### Work instruction
Every line from the top of the records through the line containing "1067L81 1071L74 1027L44" should be retyped exactly; the pictures should not.

Records from a collection:
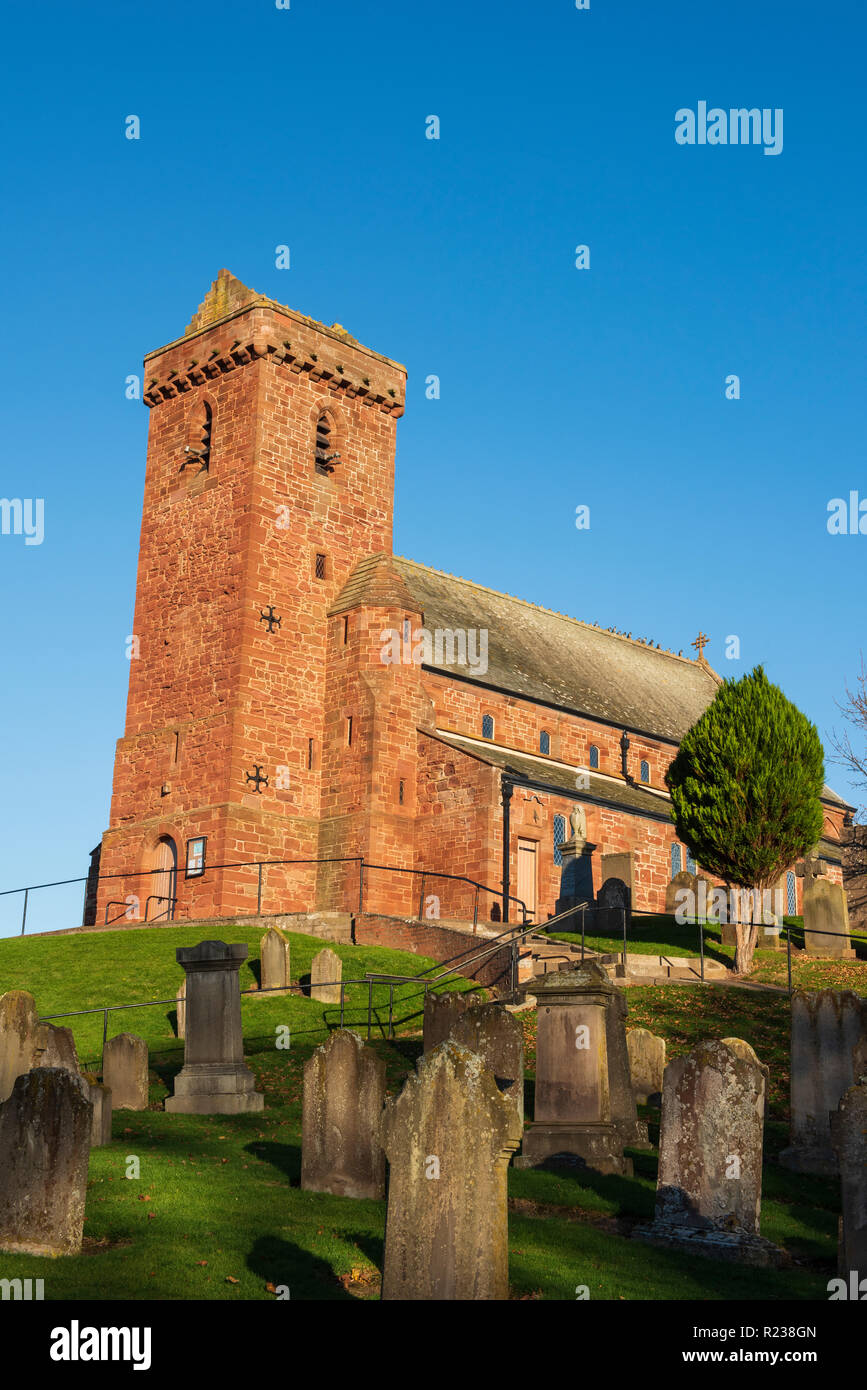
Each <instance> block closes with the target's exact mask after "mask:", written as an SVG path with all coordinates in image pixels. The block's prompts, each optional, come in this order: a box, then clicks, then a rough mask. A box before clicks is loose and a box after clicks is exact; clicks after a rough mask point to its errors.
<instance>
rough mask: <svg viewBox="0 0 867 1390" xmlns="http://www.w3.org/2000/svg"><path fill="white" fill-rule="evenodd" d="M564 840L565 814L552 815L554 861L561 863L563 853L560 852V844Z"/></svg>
mask: <svg viewBox="0 0 867 1390" xmlns="http://www.w3.org/2000/svg"><path fill="white" fill-rule="evenodd" d="M564 840H565V816H554V863H556V865H561V863H563V855H561V853H560V845H561V844H563V841H564Z"/></svg>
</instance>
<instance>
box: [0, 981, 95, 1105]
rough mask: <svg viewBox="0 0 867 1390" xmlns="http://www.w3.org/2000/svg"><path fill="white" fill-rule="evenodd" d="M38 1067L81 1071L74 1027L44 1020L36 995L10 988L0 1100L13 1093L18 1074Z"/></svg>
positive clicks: (1, 1063)
mask: <svg viewBox="0 0 867 1390" xmlns="http://www.w3.org/2000/svg"><path fill="white" fill-rule="evenodd" d="M38 1066H60V1068H63V1069H64V1070H65V1072H72V1074H74V1076H78V1074H81V1069H79V1065H78V1055H76V1051H75V1041H74V1038H72V1030H71V1029H65V1027H56V1026H54V1024H53V1023H40V1022H39V1013H38V1011H36V1004H35V1001H33V995H32V994H26V991H25V990H8V991H7V992H6V994H4V995H3V997H0V1101H6V1099H7V1098H8V1097H10V1095H11V1094H13V1086H14V1084H15V1080H17V1077H19V1076H24V1073H25V1072H32V1070H33V1069H35V1068H38Z"/></svg>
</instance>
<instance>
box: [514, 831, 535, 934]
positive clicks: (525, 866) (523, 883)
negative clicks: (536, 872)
mask: <svg viewBox="0 0 867 1390" xmlns="http://www.w3.org/2000/svg"><path fill="white" fill-rule="evenodd" d="M517 895H518V898H521V901H522V902H524V903H525V905H527V920H528V922H535V920H536V841H535V840H518V892H517ZM520 910H521V909H520V908H517V912H520Z"/></svg>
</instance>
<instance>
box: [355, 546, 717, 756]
mask: <svg viewBox="0 0 867 1390" xmlns="http://www.w3.org/2000/svg"><path fill="white" fill-rule="evenodd" d="M388 571H390V573H392V578H389V580H386V574H388ZM399 584H400V585H402V587H403V589H404V592H406V594H407V595H408V602H407V598H403V599H402V598H397V594H399V588H397V585H399ZM392 585H393V588H390V592H389V587H392ZM385 594H389V598H388V599H383V598H382V596H381V595H385ZM392 594H393V595H395V596H393V598H392V596H390V595H392ZM358 603H371V605H379V606H388V605H390V603H396V605H397V606H402V605H403V606H406V607H407V610H408V612H421V614H422V623H424V627H425V630H427V631H428V632H431V634H433V632H435V631H436V628H440V630H447V628H452V630H456V628H459V630H464V631H468V630H471V628H472V630H477V631H478V630H486V631H488V669H486V670H485V671H481V670H472V669H471V667H468V666H465V664H459V663H457V662H452V663H447V662H436V666H435V669H436V670H442V671H447V673H449V674H452V676H456V677H464V678H467V677H470V678H472V680H474V681H477V682H478V684H482V685H489V687H492V688H496V689H502V691H509V692H513V694H515V695H522V696H524V698H527V699H531V701H539V702H542V703H546V705H553V706H556V708H559V709H568V710H574V712H575V713H579V714H586V716H589V717H593V719H600V720H603V721H607V723H611V724H618V726H621V727H624V726H625V727H628V728H632V730H641V731H643V733H647V734H653V735H657V737H659V738H664V739H671V741H672V742H678V741H679V739H681V738H682V735H684V734H685V733H686V730H688V728H689V727H691V724H693V723H695V720H696V719H697V717H699V714H700V713H702V710H703V709H704V708H706V706H707V705H709V703H710V701H711V699H713V696H714V694H716V691H717V688H718V685H720V677H718V676H717V674H716V671H713V670H711V669H710V666H709V664H707V663H706V662H692V660H689V659H688V657H684V656H675V655H674V652H666V651H661V649H660V648H656V646H650V645H645V644H643V642H639V641H634V639H632V638H628V637H622V635H620V634H618V632H609V631H606V630H604V628H599V627H593V626H592V624H589V623H581V621H578V620H577V619H574V617H565V616H564V614H563V613H553V612H552V610H550V609H543V607H538V606H536V605H535V603H527V602H525V600H524V599H515V598H513V596H511V595H509V594H497V592H496V589H488V588H485V587H484V585H481V584H471V582H470V581H468V580H460V578H456V577H454V575H453V574H445V573H442V571H440V570H431V569H428V566H427V564H418V563H417V562H415V560H406V559H402V557H399V556H395V557H390V556H386V555H377V556H371V557H370V559H367V560H363V562H361V564H358V566H357V567H356V570H354V571H353V574H352V575H350V578H349V580H347V582H346V584H345V587H343V589H342V592H340V595H339V596H338V599H336V602H335V605H333V606H332V607H331V612H332V613H339V612H345V610H346V609H347V607H354V606H356V605H358ZM454 655H457V653H454Z"/></svg>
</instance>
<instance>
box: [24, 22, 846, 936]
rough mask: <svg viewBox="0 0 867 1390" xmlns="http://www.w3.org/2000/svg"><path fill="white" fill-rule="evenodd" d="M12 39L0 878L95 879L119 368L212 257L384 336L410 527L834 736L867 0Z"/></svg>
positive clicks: (117, 674) (449, 552) (115, 30)
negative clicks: (747, 143)
mask: <svg viewBox="0 0 867 1390" xmlns="http://www.w3.org/2000/svg"><path fill="white" fill-rule="evenodd" d="M3 36H4V40H6V42H4V50H6V68H7V71H6V75H4V82H3V90H1V95H0V101H1V106H3V158H4V179H3V188H4V195H6V215H4V218H3V224H1V227H0V245H1V250H3V268H4V282H6V291H4V332H3V342H1V347H0V350H1V353H3V371H1V375H0V381H1V382H3V473H1V478H0V493H1V495H3V496H7V498H22V499H26V498H43V499H44V541H43V543H42V545H38V546H36V545H35V546H25V543H24V537H11V535H0V585H1V591H0V592H1V594H3V603H1V607H0V623H1V642H3V646H1V651H3V657H4V680H3V682H1V684H0V717H1V727H3V741H4V749H3V762H1V767H3V784H1V785H3V795H1V796H0V887H14V885H17V884H24V883H38V881H42V880H44V878H50V877H64V876H67V874H69V876H72V874H78V873H85V870H86V863H88V853H89V851H90V849H92V848H93V845H96V844H97V841H99V838H100V835H101V833H103V830H104V827H106V824H107V817H108V801H110V791H111V771H113V758H114V744H115V739H117V738H118V737H119V735H121V734H122V728H124V712H125V699H126V678H128V663H126V660H125V651H124V639H125V637H126V634H128V632H129V631H131V624H132V610H133V589H135V571H136V549H138V537H139V523H140V505H142V486H143V470H145V446H146V431H147V409H146V407H145V406H142V404H140V403H135V402H128V400H125V398H124V381H125V378H126V375H128V374H131V373H140V370H142V366H140V364H142V356H143V353H145V352H147V350H150V349H153V347H156V346H160V345H161V343H164V342H167V341H170V339H172V338H174V336H176V335H178V334H181V332H182V331H183V327H185V325H186V322H188V320H189V318H190V316H192V313H193V311H195V309H196V306H197V304H199V302H200V300H201V297H203V296H204V292H206V291H207V288H208V285H210V282H211V279H213V278H214V277H215V275H217V271H218V270H220V268H221V267H222V265H226V267H229V270H231V271H232V272H233V274H236V275H238V277H239V278H240V279H242V281H245V282H246V284H249V285H251V286H254V288H256V289H258V291H261V292H264V293H268V295H271V296H274V297H275V299H278V300H281V302H283V303H288V304H290V306H292V307H293V309H297V310H300V311H302V313H306V314H311V316H313V317H315V318H320V320H324V321H325V322H332V321H335V320H339V321H340V322H342V324H343V325H345V327H346V328H347V329H349V331H350V332H352V334H353V335H354V336H357V338H358V339H360V341H361V342H364V343H367V345H370V346H371V347H375V349H378V350H379V352H383V353H386V354H389V356H393V357H397V359H399V360H402V361H404V363H406V364H407V367H408V373H410V379H408V395H407V411H406V416H404V418H403V420H402V423H400V424H399V430H397V496H396V521H395V546H396V550H397V552H399V553H403V555H407V556H411V557H414V559H418V560H421V562H424V563H427V564H433V566H436V567H439V569H443V570H449V571H452V573H454V574H461V575H464V577H467V578H472V580H477V581H479V582H484V584H488V585H490V587H493V588H502V589H506V591H507V592H511V594H518V595H521V596H524V598H527V599H531V600H534V602H538V603H543V605H547V606H550V607H554V609H559V610H563V612H567V613H571V614H574V616H577V617H582V619H586V620H591V621H597V623H600V624H603V626H609V624H613V626H617V627H620V628H622V630H627V631H632V632H634V634H636V635H642V637H647V638H653V639H654V641H659V642H661V644H663V645H666V646H671V648H674V649H675V651H677V649H679V648H684V649H685V651H688V649H689V642H691V641H692V639H693V637H695V635H696V632H697V631H699V630H703V631H704V632H707V634H710V638H711V642H710V646H709V649H707V656H709V659H710V660H711V663H713V664H714V666H716V667H717V670H720V671H721V673H722V674H727V676H729V674H741V673H743V671H745V670H749V669H750V667H752V666H753V664H756V663H757V662H763V663H764V664H766V669H767V671H768V674H770V676H771V678H773V680H775V681H777V682H778V684H781V685H782V688H784V689H785V691H786V694H788V695H789V696H791V698H792V699H793V701H796V703H798V705H800V708H802V709H803V710H804V712H806V713H807V714H809V716H810V717H811V719H813V720H814V721H816V723H817V726H818V728H820V733H821V734H823V737H825V738H827V734H828V731H829V728H831V727H832V726H835V724H838V726H839V712H838V710H836V705H835V702H836V701H838V699H839V698H842V695H843V689H845V685H846V682H848V681H849V682H853V680H854V677H856V673H857V669H859V662H860V648H861V645H863V638H861V614H863V607H864V557H866V555H867V537H831V535H828V532H827V528H825V520H827V503H828V500H829V499H831V498H835V496H848V493H849V491H850V489H860V491H861V495H864V496H867V470H866V467H864V403H863V402H864V392H863V373H864V349H863V334H861V327H863V317H864V299H866V296H864V288H866V286H864V279H866V275H864V227H866V225H867V215H866V214H867V208H866V206H864V203H866V199H864V146H866V138H864V100H863V61H864V58H863V56H864V46H866V40H867V21H866V18H864V7H863V4H859V3H856V0H850V3H846V4H843V3H834V0H829V3H825V4H823V6H816V4H814V3H804V0H802V3H779V0H761V3H760V4H756V0H732V3H728V4H725V6H710V4H696V3H695V0H672V3H639V0H625V3H614V0H591V10H589V11H578V10H575V7H574V3H572V0H542V3H538V4H527V3H517V0H503V3H493V0H479V3H474V4H467V3H465V0H464V3H460V0H439V3H438V4H435V6H428V4H420V3H417V4H408V3H407V0H395V3H386V0H371V3H361V0H329V3H328V4H325V3H322V0H292V7H290V10H278V8H276V7H275V4H274V3H272V0H245V3H235V4H226V3H221V0H210V3H208V4H207V6H206V4H190V3H179V4H176V6H172V7H171V10H165V11H160V10H153V8H150V10H142V8H136V7H133V6H124V4H119V6H118V4H111V6H108V4H85V6H69V4H65V3H64V4H60V3H47V4H39V6H18V7H15V8H14V10H13V8H11V7H8V8H7V11H6V19H4V35H3ZM702 100H704V101H707V103H709V106H720V107H722V108H729V107H739V106H746V107H753V106H754V107H770V108H777V107H781V108H782V110H784V150H782V153H781V154H779V156H775V157H774V156H766V154H764V153H763V150H761V149H760V147H742V146H722V147H710V146H703V147H700V146H693V147H686V146H679V145H677V143H675V139H674V129H675V120H674V117H675V111H677V110H678V108H681V107H692V108H693V110H695V108H696V107H697V103H699V101H702ZM131 114H135V115H138V117H139V118H140V122H142V138H140V140H138V142H133V140H128V139H125V135H124V122H125V118H126V117H128V115H131ZM431 114H435V115H438V117H439V118H440V139H439V140H428V139H425V117H428V115H431ZM282 243H286V245H289V246H290V254H292V265H290V270H276V268H275V247H276V246H278V245H282ZM578 243H588V245H589V246H591V268H589V271H578V270H575V265H574V247H575V246H577V245H578ZM432 373H433V374H436V375H439V377H440V381H442V396H440V399H439V400H427V399H425V389H424V381H425V377H427V375H428V374H432ZM731 373H736V374H738V375H739V378H741V399H739V400H727V399H725V395H724V384H725V377H727V375H728V374H731ZM579 503H586V505H589V507H591V530H589V531H586V532H579V531H577V530H575V524H574V520H575V507H577V506H578V505H579ZM728 634H736V635H738V637H739V638H741V652H742V659H741V662H727V660H725V656H724V638H725V637H727V635H728ZM828 780H829V781H831V784H832V785H836V788H838V790H839V791H841V792H842V794H849V795H850V799H852V801H856V802H857V801H859V795H857V792H856V791H854V790H853V788H852V787H850V785H849V784H848V781H846V777H845V776H843V774H842V773H841V770H839V769H835V767H834V766H832V765H828ZM7 902H8V899H7ZM1 903H3V899H0V933H3V931H4V930H11V929H13V927H11V926H4V922H6V917H4V909H3V906H1ZM78 903H79V894H78V890H76V891H75V902H74V908H72V909H64V910H65V917H64V920H63V922H60V920H58V922H57V924H61V926H65V924H69V920H74V919H75V913H76V910H78ZM35 924H36V923H35ZM40 924H43V926H47V924H50V923H47V922H42V923H40Z"/></svg>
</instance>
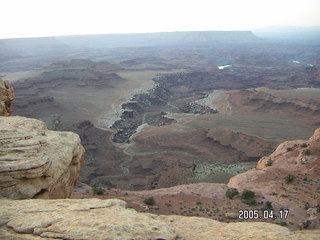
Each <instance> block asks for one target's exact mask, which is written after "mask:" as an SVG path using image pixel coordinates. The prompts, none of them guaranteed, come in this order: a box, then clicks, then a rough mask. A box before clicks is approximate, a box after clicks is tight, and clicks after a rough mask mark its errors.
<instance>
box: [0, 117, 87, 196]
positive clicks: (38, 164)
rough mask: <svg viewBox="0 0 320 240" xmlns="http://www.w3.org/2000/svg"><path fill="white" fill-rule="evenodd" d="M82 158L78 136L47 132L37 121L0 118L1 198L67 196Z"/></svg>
mask: <svg viewBox="0 0 320 240" xmlns="http://www.w3.org/2000/svg"><path fill="white" fill-rule="evenodd" d="M83 155H84V148H83V147H82V145H81V142H80V138H79V136H78V135H77V134H74V133H72V132H55V131H49V130H48V129H47V127H46V125H45V124H44V123H43V122H42V121H39V120H36V119H30V118H25V117H18V116H16V117H0V197H8V198H13V199H25V198H66V197H69V196H70V194H71V192H72V189H73V186H74V184H75V183H76V181H77V179H78V177H79V174H80V165H81V163H82V161H83Z"/></svg>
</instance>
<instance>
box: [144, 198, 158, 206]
mask: <svg viewBox="0 0 320 240" xmlns="http://www.w3.org/2000/svg"><path fill="white" fill-rule="evenodd" d="M143 202H144V203H145V204H147V205H148V206H153V205H155V204H156V201H155V200H154V198H153V197H148V198H146V199H145V200H144V201H143Z"/></svg>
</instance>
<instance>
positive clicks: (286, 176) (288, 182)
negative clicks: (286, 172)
mask: <svg viewBox="0 0 320 240" xmlns="http://www.w3.org/2000/svg"><path fill="white" fill-rule="evenodd" d="M295 178H296V176H293V175H291V174H288V175H287V176H285V178H284V180H285V181H286V183H287V184H289V183H292V182H293V180H294V179H295Z"/></svg>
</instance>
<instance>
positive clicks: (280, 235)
mask: <svg viewBox="0 0 320 240" xmlns="http://www.w3.org/2000/svg"><path fill="white" fill-rule="evenodd" d="M0 226H1V227H0V239H21V240H23V239H57V238H58V239H69V240H70V239H72V240H77V239H79V240H80V239H81V240H85V239H88V240H92V239H95V240H102V239H106V240H107V239H113V240H117V239H119V240H126V239H135V240H138V239H139V240H142V239H146V240H147V239H148V240H150V239H166V240H171V239H172V240H173V239H180V240H183V239H185V240H187V239H188V240H189V239H190V240H198V239H199V240H206V239H210V240H215V239H219V240H222V239H261V240H262V239H264V240H266V239H270V240H271V239H272V240H274V239H282V240H286V239H288V240H289V239H290V240H297V239H299V240H303V239H308V240H316V239H319V238H318V237H319V235H317V234H318V233H319V232H291V231H290V230H288V229H287V228H285V227H281V226H278V225H275V224H270V223H261V222H260V223H229V224H228V223H221V222H218V221H215V220H211V219H205V218H200V217H183V216H173V215H171V216H158V215H153V214H147V213H138V212H136V211H135V210H134V209H126V208H125V202H124V201H122V200H117V199H109V200H100V199H77V200H75V199H72V200H70V199H68V200H40V199H37V200H35V199H33V200H21V201H17V200H0Z"/></svg>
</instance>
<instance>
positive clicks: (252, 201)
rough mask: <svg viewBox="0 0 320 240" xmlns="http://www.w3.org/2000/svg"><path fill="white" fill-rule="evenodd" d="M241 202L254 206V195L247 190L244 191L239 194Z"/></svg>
mask: <svg viewBox="0 0 320 240" xmlns="http://www.w3.org/2000/svg"><path fill="white" fill-rule="evenodd" d="M241 199H242V202H243V203H245V204H248V205H256V204H257V202H256V194H255V193H254V192H253V191H251V190H248V189H244V190H243V191H242V193H241Z"/></svg>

### Answer to this task
Each <instance> block closes with the target's exact mask after "mask:", written as an SVG path with all coordinates in image pixels. The block's prompts, each optional, come in this order: a box, then clicks, then a rough mask. A box before clicks is loose and a box after clicks is exact; clicks after a rough mask point to its errors.
<instance>
rough mask: <svg viewBox="0 0 867 1390" xmlns="http://www.w3.org/2000/svg"><path fill="white" fill-rule="evenodd" d="M564 840L565 814L552 815L554 861L561 863L563 853L560 852V844Z"/></svg>
mask: <svg viewBox="0 0 867 1390" xmlns="http://www.w3.org/2000/svg"><path fill="white" fill-rule="evenodd" d="M564 840H565V816H554V863H556V865H561V863H563V855H561V853H560V845H561V844H563V841H564Z"/></svg>
</instance>
<instance>
box: [0, 981, 95, 1105]
rough mask: <svg viewBox="0 0 867 1390" xmlns="http://www.w3.org/2000/svg"><path fill="white" fill-rule="evenodd" d="M38 1067L81 1071L74 1027L44 1020L36 995L10 988L0 1100L13 1093L18 1074Z"/></svg>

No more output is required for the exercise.